Task prompt: Can you copy the passage on mortgage mistakes below word for word, from "During a time" to "a home loan."?

Text passage:

- Opening Delimiter -

Since COVID-19 dragged interest rates to historic lows last year, Canadians have been diving into the real estate market with unprecedented verve.

During a time of extraordinary financial disruption, more than 551,000 properties sold last year — a new annual record, according to the Canadian Real Estate Association. Those sales provided a desperately needed dose of oxygen for the country’s gasping economy.

Given the slew of new mortgages taken out in 2020, there were bound to be slip-ups. So, MoneyWise asked four of the country’s sharpest mortgage minds to share what they feel are the mistakes Canadians most frequently make when securing a home loan.

Mistake 1: Not having your documents ready

One of your mortgage broker’s primary functions is to provide lenders with paperwork confirming your income, assets, source of down payment and overall reliability as a borrower. Without complete and accurate documentation, no reputable lender will be able to process your loan.

But “borrowers often don’t have these documents on hand,” says John Vo of Spicer Vo Mortgages in Halifax, Nova Scotia. “And even when they do provide these documents, they may not be the correct documentation required.”

Some of the most frequent mistakes Vo sees when borrowers send in their paperwork include:

  • Not including a name or other relevant details on key pieces of information.
  • Providing old bank or pay statements instead of those dated within the last 30 days.

- Closing Delimiter -

Data extracts:
- Opening Delimiter -

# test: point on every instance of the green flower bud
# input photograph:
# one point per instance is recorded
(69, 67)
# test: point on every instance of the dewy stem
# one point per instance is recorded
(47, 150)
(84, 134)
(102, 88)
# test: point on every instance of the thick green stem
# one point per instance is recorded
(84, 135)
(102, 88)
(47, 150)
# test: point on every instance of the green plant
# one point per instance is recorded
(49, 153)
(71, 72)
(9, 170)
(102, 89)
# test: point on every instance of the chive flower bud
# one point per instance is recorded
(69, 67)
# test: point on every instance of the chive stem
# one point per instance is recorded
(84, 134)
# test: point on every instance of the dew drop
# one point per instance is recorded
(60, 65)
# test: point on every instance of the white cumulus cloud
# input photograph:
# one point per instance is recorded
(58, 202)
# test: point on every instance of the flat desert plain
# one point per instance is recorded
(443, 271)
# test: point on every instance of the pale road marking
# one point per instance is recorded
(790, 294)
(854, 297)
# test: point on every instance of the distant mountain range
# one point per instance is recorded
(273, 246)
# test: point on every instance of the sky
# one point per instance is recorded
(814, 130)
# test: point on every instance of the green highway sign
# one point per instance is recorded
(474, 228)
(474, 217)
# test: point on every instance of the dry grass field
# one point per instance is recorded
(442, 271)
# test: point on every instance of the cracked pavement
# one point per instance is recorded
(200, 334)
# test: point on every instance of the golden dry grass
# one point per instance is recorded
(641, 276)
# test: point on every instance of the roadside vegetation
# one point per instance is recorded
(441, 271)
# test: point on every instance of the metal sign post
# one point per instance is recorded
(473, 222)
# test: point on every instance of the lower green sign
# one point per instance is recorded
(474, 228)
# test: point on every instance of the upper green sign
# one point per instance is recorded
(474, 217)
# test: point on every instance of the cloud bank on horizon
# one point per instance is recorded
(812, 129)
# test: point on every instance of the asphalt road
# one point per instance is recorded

- Closing Delimiter -

Expected answer:
During a time of extraordinary financial disruption, more than 551,000 properties sold last year — a new annual record, according to the Canadian Real Estate Association. Those sales provided a desperately needed dose of oxygen for the country’s gasping economy.

Given the slew of new mortgages taken out in 2020, there were bound to be slip-ups. So, MoneyWise asked four of the country’s sharpest mortgage minds to share what they feel are the mistakes Canadians most frequently make when securing a home loan.